** BEGIN **

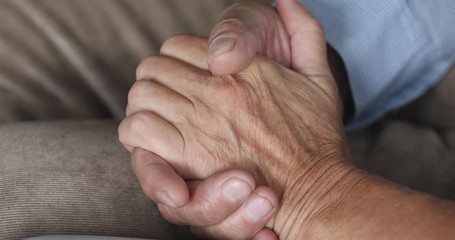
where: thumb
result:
[276,0,331,79]
[208,3,291,75]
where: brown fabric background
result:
[0,0,455,239]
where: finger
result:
[194,186,278,239]
[160,35,209,70]
[276,0,330,79]
[160,170,255,226]
[136,56,210,94]
[253,228,278,240]
[119,112,184,166]
[131,148,189,208]
[208,3,290,75]
[126,80,193,123]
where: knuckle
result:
[196,199,224,225]
[128,81,145,104]
[129,112,149,140]
[306,17,324,33]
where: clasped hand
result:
[119,0,350,238]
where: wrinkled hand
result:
[208,0,327,79]
[120,1,348,237]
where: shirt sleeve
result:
[301,0,455,130]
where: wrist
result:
[274,160,365,239]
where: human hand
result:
[120,1,349,236]
[132,148,278,240]
[208,0,354,117]
[208,0,326,79]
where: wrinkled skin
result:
[119,1,349,239]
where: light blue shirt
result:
[301,0,455,130]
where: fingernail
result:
[245,196,273,222]
[155,190,178,208]
[221,178,253,203]
[209,36,236,57]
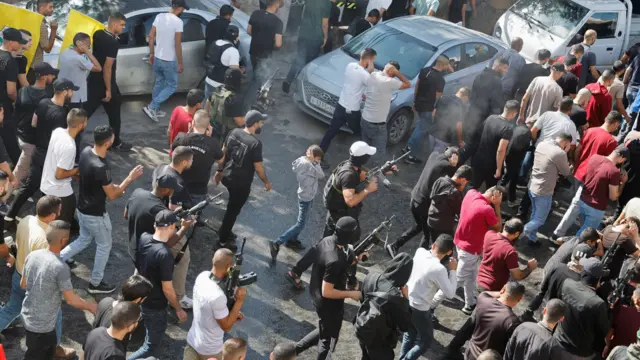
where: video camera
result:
[222,238,258,309]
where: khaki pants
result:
[171,236,191,301]
[183,343,222,360]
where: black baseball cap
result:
[171,0,190,10]
[156,210,180,227]
[2,28,27,45]
[53,78,80,92]
[244,110,268,127]
[33,62,60,76]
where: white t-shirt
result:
[40,128,76,197]
[58,49,93,103]
[362,71,402,123]
[206,40,240,87]
[187,271,229,355]
[153,13,184,61]
[338,62,371,111]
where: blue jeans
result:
[60,210,113,286]
[0,271,62,344]
[149,57,178,111]
[399,308,433,360]
[524,191,553,242]
[274,199,313,245]
[407,111,435,157]
[127,305,167,360]
[576,200,604,236]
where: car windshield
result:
[511,0,589,38]
[342,24,438,79]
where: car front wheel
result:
[387,109,413,145]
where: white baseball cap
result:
[349,141,376,156]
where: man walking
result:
[60,125,143,294]
[142,0,189,122]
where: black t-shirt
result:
[35,99,69,153]
[153,165,191,209]
[171,133,223,194]
[249,10,283,57]
[0,50,18,111]
[136,233,173,309]
[222,129,262,188]
[89,30,120,84]
[78,146,111,216]
[556,71,580,96]
[309,236,349,311]
[14,86,52,144]
[82,327,127,360]
[411,152,456,205]
[415,68,445,112]
[472,115,514,171]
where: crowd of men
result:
[0,0,640,360]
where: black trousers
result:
[218,184,251,244]
[296,306,344,360]
[83,78,122,146]
[7,148,47,220]
[24,330,58,360]
[393,200,431,249]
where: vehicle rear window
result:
[342,24,438,79]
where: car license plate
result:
[309,96,336,114]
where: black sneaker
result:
[269,241,280,262]
[87,281,116,294]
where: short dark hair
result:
[360,48,378,59]
[545,299,567,323]
[435,234,455,254]
[453,165,473,181]
[270,342,298,360]
[560,96,573,113]
[536,49,551,61]
[504,218,524,235]
[171,146,193,165]
[36,195,62,218]
[604,110,622,125]
[111,301,140,330]
[120,274,153,301]
[187,89,204,107]
[93,125,113,146]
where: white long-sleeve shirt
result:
[407,247,457,311]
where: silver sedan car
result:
[294,16,505,144]
[16,0,251,95]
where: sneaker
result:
[142,106,160,122]
[404,155,422,164]
[282,81,291,94]
[461,305,476,315]
[179,295,193,310]
[269,241,280,262]
[109,141,133,152]
[87,281,116,294]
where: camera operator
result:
[171,110,223,205]
[184,248,247,360]
[128,210,187,360]
[296,216,361,360]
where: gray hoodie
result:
[291,156,324,201]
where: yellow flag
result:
[0,3,44,69]
[60,10,105,54]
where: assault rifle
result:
[251,68,280,114]
[222,238,258,309]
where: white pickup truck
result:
[493,0,640,69]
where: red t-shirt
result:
[169,106,193,146]
[477,230,519,291]
[454,189,500,255]
[575,127,618,182]
[580,155,620,211]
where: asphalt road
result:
[0,48,584,360]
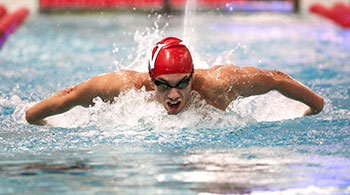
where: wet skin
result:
[155,74,192,114]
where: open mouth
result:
[168,101,181,110]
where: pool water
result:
[0,12,350,194]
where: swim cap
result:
[148,37,193,79]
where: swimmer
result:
[25,37,324,125]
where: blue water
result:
[0,12,350,194]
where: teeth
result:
[168,102,180,106]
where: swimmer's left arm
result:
[231,67,324,116]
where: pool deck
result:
[0,0,349,14]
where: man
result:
[26,37,323,124]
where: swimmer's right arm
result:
[26,78,101,125]
[25,71,148,125]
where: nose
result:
[168,88,180,100]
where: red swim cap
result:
[148,37,193,78]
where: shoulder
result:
[194,65,242,88]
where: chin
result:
[167,107,182,115]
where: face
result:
[154,74,192,114]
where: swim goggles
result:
[152,71,193,91]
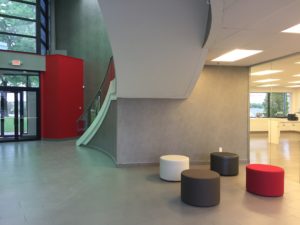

** END **

* Required task: Update the material above by changing every "result" to "boxes" while keeping the rest the same. Omit the pictures from your answer.

* The completed task:
where: thumb
boxes:
[276,0,331,79]
[208,3,291,75]
where: brown fabric background
boxes:
[0,0,455,239]
where: finger
boxes:
[194,186,278,239]
[160,35,209,70]
[276,0,330,79]
[160,170,255,226]
[136,56,210,94]
[253,228,278,240]
[119,112,184,166]
[131,148,189,208]
[208,3,290,75]
[126,80,193,123]
where: knuckle
boxes:
[196,199,224,225]
[128,81,145,104]
[129,112,149,140]
[306,17,324,33]
where: clasped hand
boxes:
[119,0,350,238]
where: wrinkled hand
boxes:
[208,0,327,79]
[120,1,348,237]
where: shirt sleeve
boxes:
[301,0,455,130]
where: wrist
boxes:
[274,160,365,239]
where: human hand
boxes:
[120,1,349,236]
[132,148,278,240]
[208,0,354,117]
[208,0,326,79]
where: wrinkled skin
boxes:
[119,1,349,239]
where: light blue shirt
boxes:
[301,0,455,130]
where: fingernail
boxes:
[245,196,273,222]
[155,190,178,208]
[221,178,253,203]
[209,36,236,57]
where: video camera
boxes:
[222,238,258,309]
where: khaki pants
boxes:
[171,236,191,301]
[183,343,222,360]
where: black baseball cap
boxes:
[171,0,190,10]
[156,210,180,227]
[2,28,27,45]
[53,78,80,92]
[244,110,268,127]
[33,62,60,76]
where: white t-shirt
boxes:
[40,128,76,197]
[58,49,93,103]
[362,71,402,123]
[206,40,240,87]
[187,271,229,355]
[153,13,184,61]
[338,62,371,111]
where: blue jeans
boxes:
[60,210,113,286]
[0,271,62,344]
[149,57,178,111]
[399,308,433,360]
[524,191,553,242]
[274,199,313,245]
[407,111,435,157]
[127,305,167,360]
[576,200,604,236]
where: car windshield
boxes:
[511,0,589,38]
[342,24,438,79]
where: car front wheel
boxes:
[387,109,413,145]
where: white baseball cap
boxes:
[349,141,376,156]
where: man walking
boxes:
[60,125,143,294]
[142,0,189,122]
where: black t-shirt
boxes:
[35,99,69,153]
[153,165,191,209]
[171,133,223,194]
[249,10,283,57]
[0,50,18,111]
[136,233,173,309]
[222,129,262,188]
[89,30,120,84]
[78,146,111,216]
[556,71,580,96]
[309,236,349,311]
[14,86,52,144]
[82,327,127,360]
[411,152,456,205]
[415,68,445,112]
[472,115,514,171]
where: crowd of men
boxes:
[0,0,640,360]
where: black trousers
boxes:
[218,184,251,244]
[296,306,344,360]
[83,78,122,146]
[7,148,47,220]
[24,330,58,360]
[393,200,431,249]
where: vehicle rear window
boxes:
[342,24,438,79]
where: car license plate
boxes:
[309,96,336,114]
where: black sneaker
boxes:
[269,241,280,262]
[87,281,116,294]
where: short dark hair
boxes:
[360,48,378,59]
[545,299,567,323]
[435,234,455,254]
[453,165,473,181]
[270,342,298,360]
[560,96,573,113]
[536,49,551,61]
[504,218,524,235]
[171,146,193,165]
[36,195,62,218]
[604,110,622,125]
[111,301,140,330]
[120,274,153,301]
[187,89,204,107]
[93,125,113,146]
where: white long-sleeve shirt
boxes:
[407,247,457,311]
where: silver sedan car
boxes:
[294,16,505,144]
[16,0,251,95]
where: sneaker
boxes:
[142,106,160,122]
[404,155,422,164]
[282,81,291,94]
[461,305,476,315]
[179,295,193,310]
[269,241,280,262]
[109,141,133,152]
[87,281,116,294]
where: camera operator
boxes:
[171,110,223,205]
[184,248,247,360]
[128,210,187,360]
[296,216,361,360]
where: gray hoodie
boxes:
[291,156,324,201]
where: yellow flag
boxes:
[0,3,44,69]
[60,10,105,54]
where: assault rifle
boxes:
[251,68,280,114]
[222,238,258,309]
where: white pickup truck
boxes:
[493,0,640,69]
where: red t-shirt
boxes:
[169,106,193,146]
[477,230,519,291]
[454,189,500,255]
[575,127,618,182]
[580,155,620,211]
where: asphalt road
boxes:
[0,48,584,360]
where: wet skin
boxes:
[155,74,192,114]
where: open mouth
boxes:
[168,101,181,110]
where: pool water
boxes:
[0,12,350,194]
where: swim cap
boxes:
[148,37,193,79]
where: swimmer
boxes:
[25,37,324,125]
where: blue water
boxes:
[0,12,350,194]
where: teeth
boxes:
[168,102,180,106]
where: swimmer's left arm
boxes:
[231,67,324,116]
where: pool deck
boxes:
[0,0,349,14]
where: man
boxes:
[26,37,323,124]
where: swimmer's right arm
boxes:
[26,78,101,125]
[25,71,148,125]
where: nose
boxes:
[168,88,180,100]
where: red swim cap
boxes:
[148,37,193,78]
where: shoulder
boxes:
[194,65,242,88]
where: chin
boxes:
[167,107,182,115]
where: face
boxes:
[154,74,192,114]
where: swim goggles
boxes:
[152,71,193,91]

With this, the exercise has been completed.